(Beginning of Provided passage)
Wednesday, April 16 14:21:42
French group Danone posted a slowdown in first-quarter sales growth today as sales volumes at its core dairy division were hit by the company passing on higher milk prices.
Sales in the baby food business also fell, though less sharply than feared.
However, the group maintained its forecasts of like-for-like sales growth this year of 4.5-5.5 percent and an operating margin changing by no more than 0.2 percentage points either way, from 13.19 percent of sales last year, as it was aiming for a return to "strong, sustainable, profitable growth" in the second half.
The world's largest yoghurt maker, whose brands include Actimel and Activia, makes 60 percent of its revenue in dairy, a sector hit by a spike in milk prices.
Danone is also currently trying to rebuild its positions in the high-margin baby food division in China after an infant formula product recall in Asia last year hit sales.
Like-for-like group sales adjusted for currency effects and acquisitions rose 2.2 percent in the first quarter on the same period last year, a slowdown from 2.9 percent growth in the fourth quarter of 2013, Danone said.
The dairy division posted sales growth of 3.9 percent, which was a slowdown from 4.9 percent in the fourth quarter.
This reflected a 3.7 percent fall in sales volumes offset by a 7.6 percent rise in prices. The volume decline came from price increases that started in the second half of 2013 in response to higher than expected milk prices, particularly in Russia.
Political unrest in Ukraine also hit revenues, although Ukrainian sales represent only 5 percent of CIS regional sales, Chief Financial Officer Pierre-Andre Terisse said.
Elsewhere in Europe, dairy volumes also fell as Danone passed onto customers rising milk prices in some countries but it still aims to stabilise volumes by year-end, Terisse said.
Overall, dairy volumes were expected to continue falling in the coming months though they could start rising in the third and fourth quarter, he said.
China contributes 6 percent of group sales but the maker of Bledina baby food and Evian and Volvic water as well as yoghurts faced a variety of problems there last year.
In August it had to recall infant formula products due to a health scare that began with concerns raised by New Zealand-based supplier Fonterra. A bacteria found by Fonterra turned out to be less harmful than feared and Danone is now suing the company for unspecified compensation.
Danone said on Wednesday that baby food sales fell 7.7 percent in the first quarter, which follows a 6.9 percent decline in the fourth quarter of 2013.
(End of Provided passage)
▶ **Instructions**:
**A.** According to the article on Danone's first-quarter sales, what percentage of the group's revenue comes from dairy?
**B.** Transcribe the stretch of the Danone article from "Elsewhere in Europe, dairy" through "there last year.".
(Beginning of Dataset entries)
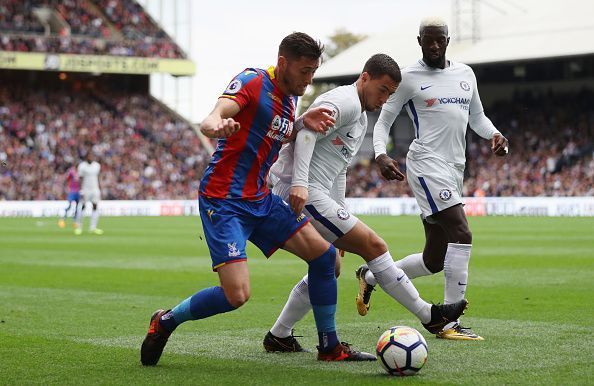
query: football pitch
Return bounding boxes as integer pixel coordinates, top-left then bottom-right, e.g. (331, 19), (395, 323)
(0, 217), (594, 385)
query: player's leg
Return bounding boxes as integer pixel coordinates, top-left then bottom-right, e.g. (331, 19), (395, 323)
(74, 201), (86, 235)
(250, 194), (375, 361)
(263, 253), (341, 352)
(72, 194), (80, 223)
(89, 190), (103, 235)
(432, 205), (483, 340)
(263, 181), (340, 352)
(283, 224), (376, 361)
(140, 197), (251, 366)
(58, 198), (71, 228)
(335, 221), (466, 332)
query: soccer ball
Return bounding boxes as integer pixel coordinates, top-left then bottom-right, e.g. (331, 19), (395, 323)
(376, 326), (428, 376)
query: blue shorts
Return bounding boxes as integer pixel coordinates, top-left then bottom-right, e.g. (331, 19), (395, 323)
(67, 192), (80, 202)
(198, 194), (309, 271)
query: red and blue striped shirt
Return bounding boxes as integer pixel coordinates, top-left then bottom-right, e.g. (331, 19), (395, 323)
(200, 67), (297, 201)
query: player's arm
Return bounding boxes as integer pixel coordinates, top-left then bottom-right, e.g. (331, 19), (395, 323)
(295, 106), (336, 134)
(289, 129), (318, 213)
(289, 102), (341, 213)
(468, 73), (509, 157)
(330, 165), (347, 257)
(330, 165), (347, 209)
(373, 83), (410, 181)
(200, 98), (241, 138)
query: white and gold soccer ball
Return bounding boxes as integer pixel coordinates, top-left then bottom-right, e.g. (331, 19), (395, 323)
(376, 326), (428, 376)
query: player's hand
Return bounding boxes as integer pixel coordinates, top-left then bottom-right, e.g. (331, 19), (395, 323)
(375, 154), (404, 181)
(289, 186), (308, 214)
(303, 107), (336, 133)
(202, 118), (241, 138)
(491, 134), (509, 157)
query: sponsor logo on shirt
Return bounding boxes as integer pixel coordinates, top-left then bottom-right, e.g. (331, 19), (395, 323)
(439, 189), (452, 201)
(336, 208), (351, 220)
(266, 115), (293, 141)
(267, 91), (283, 103)
(227, 241), (241, 257)
(332, 135), (344, 146)
(225, 79), (242, 95)
(425, 97), (470, 110)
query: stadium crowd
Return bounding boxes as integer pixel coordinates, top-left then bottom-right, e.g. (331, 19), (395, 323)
(0, 0), (185, 59)
(0, 88), (209, 200)
(0, 80), (594, 200)
(347, 90), (594, 197)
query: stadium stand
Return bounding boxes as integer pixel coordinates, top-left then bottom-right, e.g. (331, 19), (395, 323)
(0, 0), (186, 59)
(0, 70), (209, 200)
(347, 90), (594, 197)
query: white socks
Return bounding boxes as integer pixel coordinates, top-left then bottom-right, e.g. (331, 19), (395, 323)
(74, 205), (83, 229)
(365, 253), (433, 285)
(395, 253), (433, 279)
(367, 252), (431, 323)
(443, 243), (472, 304)
(89, 209), (99, 231)
(270, 275), (311, 338)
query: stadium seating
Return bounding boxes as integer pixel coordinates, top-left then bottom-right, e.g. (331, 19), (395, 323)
(347, 90), (594, 197)
(0, 84), (209, 200)
(0, 0), (186, 59)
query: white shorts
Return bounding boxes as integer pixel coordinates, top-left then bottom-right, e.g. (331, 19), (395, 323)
(406, 156), (464, 218)
(80, 189), (101, 204)
(272, 181), (359, 243)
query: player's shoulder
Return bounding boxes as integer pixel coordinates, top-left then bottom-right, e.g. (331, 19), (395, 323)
(450, 60), (474, 76)
(223, 68), (264, 95)
(400, 59), (427, 76)
(317, 84), (361, 113)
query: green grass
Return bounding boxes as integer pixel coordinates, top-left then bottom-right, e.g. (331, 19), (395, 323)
(0, 217), (594, 385)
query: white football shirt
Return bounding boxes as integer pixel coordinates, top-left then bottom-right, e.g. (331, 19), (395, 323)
(373, 59), (499, 167)
(78, 161), (101, 192)
(270, 84), (367, 202)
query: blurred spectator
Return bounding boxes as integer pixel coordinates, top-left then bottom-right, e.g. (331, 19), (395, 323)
(0, 0), (186, 58)
(0, 88), (210, 200)
(347, 90), (594, 197)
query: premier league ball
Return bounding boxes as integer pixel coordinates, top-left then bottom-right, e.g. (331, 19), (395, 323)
(376, 326), (427, 376)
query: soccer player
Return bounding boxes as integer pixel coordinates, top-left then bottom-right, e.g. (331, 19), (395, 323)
(74, 149), (103, 235)
(58, 165), (80, 228)
(141, 32), (375, 366)
(359, 18), (508, 340)
(263, 54), (466, 352)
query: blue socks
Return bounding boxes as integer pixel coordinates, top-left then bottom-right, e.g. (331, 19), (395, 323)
(307, 244), (339, 352)
(159, 286), (235, 332)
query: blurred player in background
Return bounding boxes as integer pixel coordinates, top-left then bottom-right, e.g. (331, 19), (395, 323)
(58, 165), (80, 228)
(140, 32), (376, 366)
(263, 54), (466, 352)
(358, 18), (508, 340)
(74, 149), (103, 235)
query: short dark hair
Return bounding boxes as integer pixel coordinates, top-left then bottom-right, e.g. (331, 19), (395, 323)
(278, 32), (324, 59)
(363, 54), (402, 83)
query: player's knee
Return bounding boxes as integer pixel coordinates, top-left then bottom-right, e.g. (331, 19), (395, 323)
(225, 289), (250, 308)
(454, 225), (472, 244)
(423, 258), (444, 273)
(367, 232), (388, 259)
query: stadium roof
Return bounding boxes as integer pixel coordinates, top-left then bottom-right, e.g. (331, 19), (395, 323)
(315, 0), (594, 81)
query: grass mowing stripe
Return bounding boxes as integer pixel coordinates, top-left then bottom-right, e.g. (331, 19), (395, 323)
(0, 217), (594, 385)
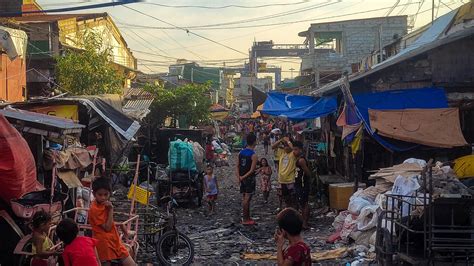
(End of Dataset entries)
▶ **Answers in order**:
**A.** Dairy accounts for 60 percent of Danone's revenue.

**B.**
Elsewhere in Europe, dairy volumes also fell as Danone passed onto customers rising milk prices in some countries but it still aims to stabilise volumes by year-end, Terisse said.
Overall, dairy volumes were expected to continue falling in the coming months though they could start rising in the third and fourth quarter, he said.
China contributes 6 percent of group sales but the maker of Bledina baby food and Evian and Volvic water as well as yoghurts faced a variety of problems there last year.